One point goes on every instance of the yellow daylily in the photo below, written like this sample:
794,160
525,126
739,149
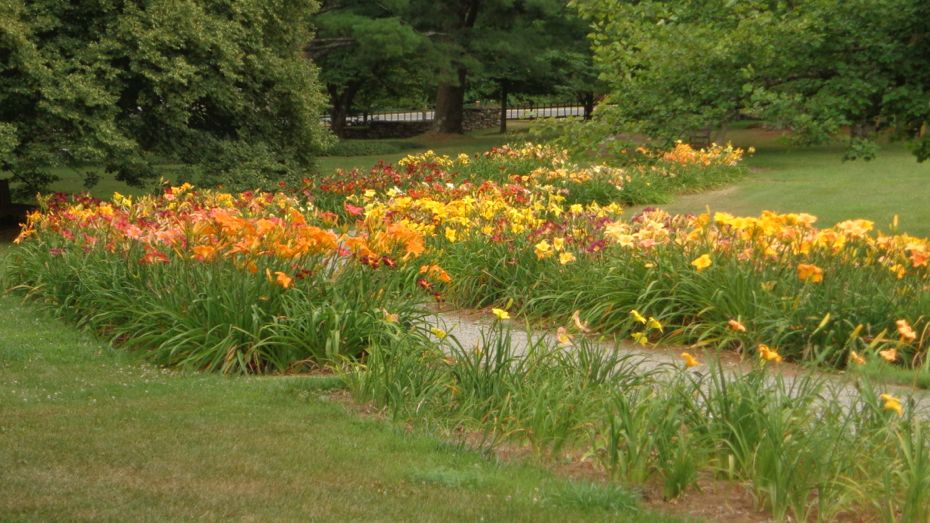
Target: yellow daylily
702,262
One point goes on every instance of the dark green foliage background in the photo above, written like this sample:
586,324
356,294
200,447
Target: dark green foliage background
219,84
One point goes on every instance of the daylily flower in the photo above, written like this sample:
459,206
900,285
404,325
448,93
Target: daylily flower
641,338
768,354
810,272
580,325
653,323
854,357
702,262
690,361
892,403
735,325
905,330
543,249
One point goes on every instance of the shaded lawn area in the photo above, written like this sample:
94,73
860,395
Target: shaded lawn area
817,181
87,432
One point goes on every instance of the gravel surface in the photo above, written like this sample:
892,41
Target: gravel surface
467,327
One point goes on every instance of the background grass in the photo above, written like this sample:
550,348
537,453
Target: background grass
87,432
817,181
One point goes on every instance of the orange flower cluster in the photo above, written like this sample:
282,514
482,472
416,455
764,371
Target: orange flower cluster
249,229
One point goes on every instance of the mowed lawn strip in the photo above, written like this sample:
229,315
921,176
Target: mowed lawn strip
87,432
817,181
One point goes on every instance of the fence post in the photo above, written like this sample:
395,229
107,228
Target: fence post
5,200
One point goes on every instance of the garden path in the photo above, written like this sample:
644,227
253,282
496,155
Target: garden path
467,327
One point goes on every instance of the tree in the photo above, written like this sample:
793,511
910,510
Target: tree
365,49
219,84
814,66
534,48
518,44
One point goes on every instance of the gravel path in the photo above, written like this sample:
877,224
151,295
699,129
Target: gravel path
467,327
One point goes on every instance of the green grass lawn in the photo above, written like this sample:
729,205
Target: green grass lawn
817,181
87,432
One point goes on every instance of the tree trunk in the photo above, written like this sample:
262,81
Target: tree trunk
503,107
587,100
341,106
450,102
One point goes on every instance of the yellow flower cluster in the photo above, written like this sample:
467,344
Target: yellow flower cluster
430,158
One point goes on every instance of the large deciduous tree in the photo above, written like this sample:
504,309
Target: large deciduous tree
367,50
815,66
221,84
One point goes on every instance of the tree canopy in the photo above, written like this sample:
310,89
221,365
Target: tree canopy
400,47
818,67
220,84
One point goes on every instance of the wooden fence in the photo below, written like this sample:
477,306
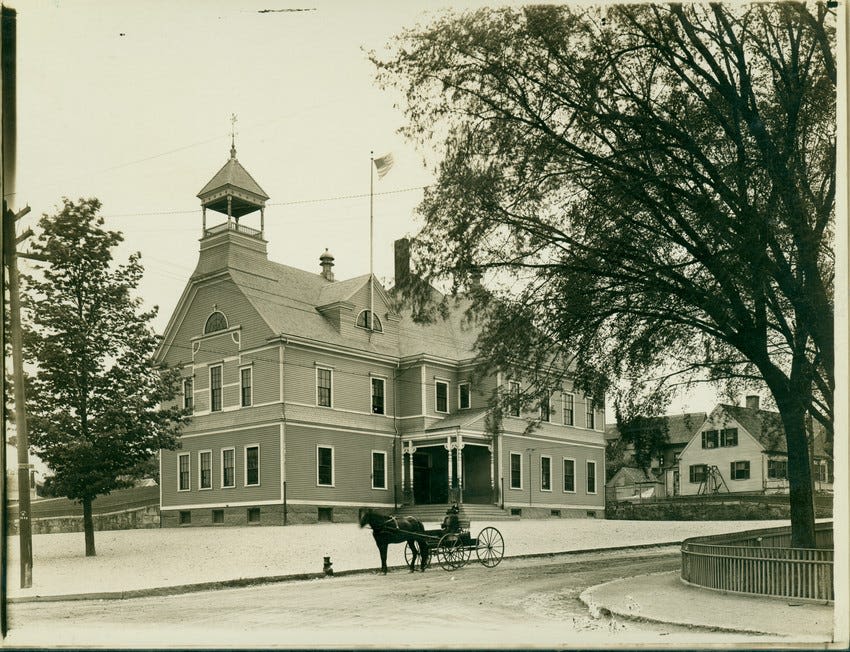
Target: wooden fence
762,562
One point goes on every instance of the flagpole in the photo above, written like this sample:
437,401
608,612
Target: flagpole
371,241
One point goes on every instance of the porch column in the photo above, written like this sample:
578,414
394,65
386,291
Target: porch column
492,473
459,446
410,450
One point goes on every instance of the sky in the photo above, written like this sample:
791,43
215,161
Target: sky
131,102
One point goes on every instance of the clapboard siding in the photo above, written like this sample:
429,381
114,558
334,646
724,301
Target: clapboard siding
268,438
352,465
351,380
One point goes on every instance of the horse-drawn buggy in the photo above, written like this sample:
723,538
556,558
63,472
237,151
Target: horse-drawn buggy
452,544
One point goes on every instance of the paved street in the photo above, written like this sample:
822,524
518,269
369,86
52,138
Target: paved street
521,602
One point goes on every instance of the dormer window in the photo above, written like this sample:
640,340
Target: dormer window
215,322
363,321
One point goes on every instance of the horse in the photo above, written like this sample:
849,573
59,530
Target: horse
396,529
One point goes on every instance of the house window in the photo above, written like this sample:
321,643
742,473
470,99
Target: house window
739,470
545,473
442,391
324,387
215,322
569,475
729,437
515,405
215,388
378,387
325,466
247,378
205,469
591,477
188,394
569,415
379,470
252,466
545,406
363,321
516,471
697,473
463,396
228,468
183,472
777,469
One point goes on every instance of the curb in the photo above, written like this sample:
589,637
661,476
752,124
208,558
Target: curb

····················

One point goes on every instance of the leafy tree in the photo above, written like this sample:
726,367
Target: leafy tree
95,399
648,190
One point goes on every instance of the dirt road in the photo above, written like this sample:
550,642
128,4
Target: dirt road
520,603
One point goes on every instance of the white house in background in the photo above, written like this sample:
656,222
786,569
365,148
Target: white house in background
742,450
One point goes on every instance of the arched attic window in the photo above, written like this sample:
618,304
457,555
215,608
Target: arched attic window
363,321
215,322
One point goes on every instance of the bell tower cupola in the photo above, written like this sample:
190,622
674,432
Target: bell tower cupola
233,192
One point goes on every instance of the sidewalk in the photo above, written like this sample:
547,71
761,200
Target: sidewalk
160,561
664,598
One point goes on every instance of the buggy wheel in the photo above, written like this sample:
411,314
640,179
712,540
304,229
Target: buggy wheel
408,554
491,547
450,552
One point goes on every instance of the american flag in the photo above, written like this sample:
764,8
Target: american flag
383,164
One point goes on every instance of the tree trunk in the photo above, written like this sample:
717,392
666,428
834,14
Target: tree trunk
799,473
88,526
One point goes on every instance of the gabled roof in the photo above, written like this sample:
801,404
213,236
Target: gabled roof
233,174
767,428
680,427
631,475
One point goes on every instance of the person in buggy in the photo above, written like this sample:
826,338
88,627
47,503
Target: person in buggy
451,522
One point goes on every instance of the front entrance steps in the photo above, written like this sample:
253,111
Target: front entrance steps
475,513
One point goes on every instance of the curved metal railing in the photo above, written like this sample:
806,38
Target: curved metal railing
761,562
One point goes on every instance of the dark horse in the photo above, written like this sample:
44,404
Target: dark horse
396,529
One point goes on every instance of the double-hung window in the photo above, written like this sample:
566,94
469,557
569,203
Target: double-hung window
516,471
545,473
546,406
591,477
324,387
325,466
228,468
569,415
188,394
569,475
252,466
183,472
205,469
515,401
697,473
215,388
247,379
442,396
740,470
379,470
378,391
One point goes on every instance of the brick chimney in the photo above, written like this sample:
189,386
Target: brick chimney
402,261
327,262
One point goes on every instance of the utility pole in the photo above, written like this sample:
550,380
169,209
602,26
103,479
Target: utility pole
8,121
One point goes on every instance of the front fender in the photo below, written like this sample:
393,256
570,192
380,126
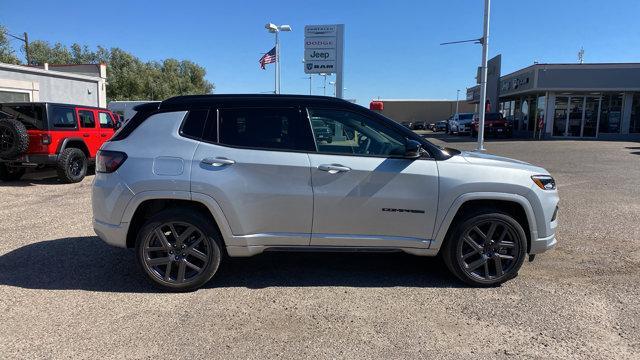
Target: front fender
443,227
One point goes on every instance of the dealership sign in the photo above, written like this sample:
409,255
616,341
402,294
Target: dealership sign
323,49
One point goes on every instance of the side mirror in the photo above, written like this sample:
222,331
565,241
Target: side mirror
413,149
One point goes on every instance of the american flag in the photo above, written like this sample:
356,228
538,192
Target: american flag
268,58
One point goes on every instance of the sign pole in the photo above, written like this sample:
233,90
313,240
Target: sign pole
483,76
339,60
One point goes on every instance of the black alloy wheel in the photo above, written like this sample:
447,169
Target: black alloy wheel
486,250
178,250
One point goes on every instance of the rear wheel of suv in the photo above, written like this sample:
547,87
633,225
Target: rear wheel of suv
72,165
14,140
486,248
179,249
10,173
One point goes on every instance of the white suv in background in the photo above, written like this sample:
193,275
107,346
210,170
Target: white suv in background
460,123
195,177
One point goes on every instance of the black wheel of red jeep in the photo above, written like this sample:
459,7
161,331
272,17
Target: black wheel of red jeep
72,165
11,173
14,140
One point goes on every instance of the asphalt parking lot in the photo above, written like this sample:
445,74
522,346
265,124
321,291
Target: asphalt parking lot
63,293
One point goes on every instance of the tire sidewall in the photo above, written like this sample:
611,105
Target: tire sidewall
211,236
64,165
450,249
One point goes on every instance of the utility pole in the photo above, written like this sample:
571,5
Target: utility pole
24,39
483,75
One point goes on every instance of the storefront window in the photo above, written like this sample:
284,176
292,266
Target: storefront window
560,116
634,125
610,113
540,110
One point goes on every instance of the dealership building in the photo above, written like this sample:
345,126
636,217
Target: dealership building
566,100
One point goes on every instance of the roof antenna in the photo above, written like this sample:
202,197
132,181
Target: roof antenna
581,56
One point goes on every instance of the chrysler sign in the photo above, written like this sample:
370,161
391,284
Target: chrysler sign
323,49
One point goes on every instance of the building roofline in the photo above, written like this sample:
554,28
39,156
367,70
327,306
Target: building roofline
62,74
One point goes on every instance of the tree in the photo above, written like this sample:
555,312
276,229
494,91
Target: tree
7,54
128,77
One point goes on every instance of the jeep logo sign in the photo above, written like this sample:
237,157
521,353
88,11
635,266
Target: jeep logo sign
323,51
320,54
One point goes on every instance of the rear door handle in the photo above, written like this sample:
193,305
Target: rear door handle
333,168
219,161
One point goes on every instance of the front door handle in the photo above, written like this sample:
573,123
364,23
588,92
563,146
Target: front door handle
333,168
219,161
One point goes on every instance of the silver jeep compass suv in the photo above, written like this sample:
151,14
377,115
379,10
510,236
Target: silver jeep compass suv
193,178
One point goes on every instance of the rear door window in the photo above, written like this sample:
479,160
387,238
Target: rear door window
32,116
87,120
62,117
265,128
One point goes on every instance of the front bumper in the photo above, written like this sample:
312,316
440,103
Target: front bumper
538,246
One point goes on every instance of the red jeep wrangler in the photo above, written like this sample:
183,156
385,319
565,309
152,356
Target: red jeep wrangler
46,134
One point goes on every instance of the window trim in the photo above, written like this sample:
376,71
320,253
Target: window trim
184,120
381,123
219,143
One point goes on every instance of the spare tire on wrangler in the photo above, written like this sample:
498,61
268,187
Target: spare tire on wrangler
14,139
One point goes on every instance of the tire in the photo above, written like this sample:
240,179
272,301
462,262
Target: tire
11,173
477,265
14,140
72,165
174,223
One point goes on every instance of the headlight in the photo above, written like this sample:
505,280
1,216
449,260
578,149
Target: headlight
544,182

····················

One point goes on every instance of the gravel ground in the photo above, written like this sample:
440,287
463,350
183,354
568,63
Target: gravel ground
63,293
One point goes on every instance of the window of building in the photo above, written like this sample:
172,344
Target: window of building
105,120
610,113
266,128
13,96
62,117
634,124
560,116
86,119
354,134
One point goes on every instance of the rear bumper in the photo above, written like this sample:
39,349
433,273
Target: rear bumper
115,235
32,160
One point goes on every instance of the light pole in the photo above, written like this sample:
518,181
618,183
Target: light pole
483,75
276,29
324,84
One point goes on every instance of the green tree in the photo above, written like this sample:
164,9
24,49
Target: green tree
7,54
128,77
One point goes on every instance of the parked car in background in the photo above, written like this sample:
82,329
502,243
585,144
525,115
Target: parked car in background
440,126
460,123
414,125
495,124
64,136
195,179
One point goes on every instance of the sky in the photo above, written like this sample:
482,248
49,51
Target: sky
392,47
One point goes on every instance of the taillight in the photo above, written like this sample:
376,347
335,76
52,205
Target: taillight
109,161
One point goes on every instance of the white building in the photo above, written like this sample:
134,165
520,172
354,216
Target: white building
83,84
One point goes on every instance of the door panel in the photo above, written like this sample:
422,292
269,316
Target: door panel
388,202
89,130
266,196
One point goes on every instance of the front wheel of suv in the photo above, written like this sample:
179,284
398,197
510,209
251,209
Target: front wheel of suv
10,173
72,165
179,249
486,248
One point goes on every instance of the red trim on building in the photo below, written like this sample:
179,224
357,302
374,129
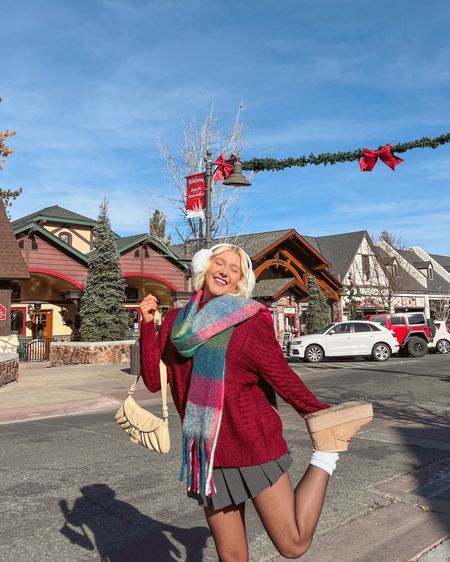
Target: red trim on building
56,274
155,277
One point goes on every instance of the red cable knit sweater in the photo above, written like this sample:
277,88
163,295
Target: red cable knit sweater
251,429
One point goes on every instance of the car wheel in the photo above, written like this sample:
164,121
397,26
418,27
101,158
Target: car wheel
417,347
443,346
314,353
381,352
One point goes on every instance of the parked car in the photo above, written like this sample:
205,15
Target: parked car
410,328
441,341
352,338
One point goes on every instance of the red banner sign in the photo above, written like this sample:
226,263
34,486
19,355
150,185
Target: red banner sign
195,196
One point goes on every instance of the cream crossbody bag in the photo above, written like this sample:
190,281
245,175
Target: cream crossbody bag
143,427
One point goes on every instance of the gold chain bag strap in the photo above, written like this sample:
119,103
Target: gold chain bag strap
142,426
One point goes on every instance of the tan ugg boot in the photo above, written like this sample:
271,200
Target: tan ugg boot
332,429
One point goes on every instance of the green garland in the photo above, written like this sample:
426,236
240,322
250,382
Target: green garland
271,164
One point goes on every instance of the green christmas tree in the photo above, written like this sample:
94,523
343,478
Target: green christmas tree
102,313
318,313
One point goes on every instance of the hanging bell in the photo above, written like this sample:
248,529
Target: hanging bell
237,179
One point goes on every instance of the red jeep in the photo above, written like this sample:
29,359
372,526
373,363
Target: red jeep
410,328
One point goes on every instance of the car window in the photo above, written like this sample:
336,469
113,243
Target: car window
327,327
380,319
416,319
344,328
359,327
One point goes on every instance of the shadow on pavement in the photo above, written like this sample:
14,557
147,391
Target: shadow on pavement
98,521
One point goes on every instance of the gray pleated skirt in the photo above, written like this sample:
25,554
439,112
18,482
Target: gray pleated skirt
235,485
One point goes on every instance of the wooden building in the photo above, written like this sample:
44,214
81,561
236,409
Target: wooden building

····················

**AIM:**
Select each line in the records above that contains the word "attic". Case counts.

**PROBLEM SOLUTION:**
One point goes on every instance of the arched attic window in the photo above, written like this sample:
Target: arched attic window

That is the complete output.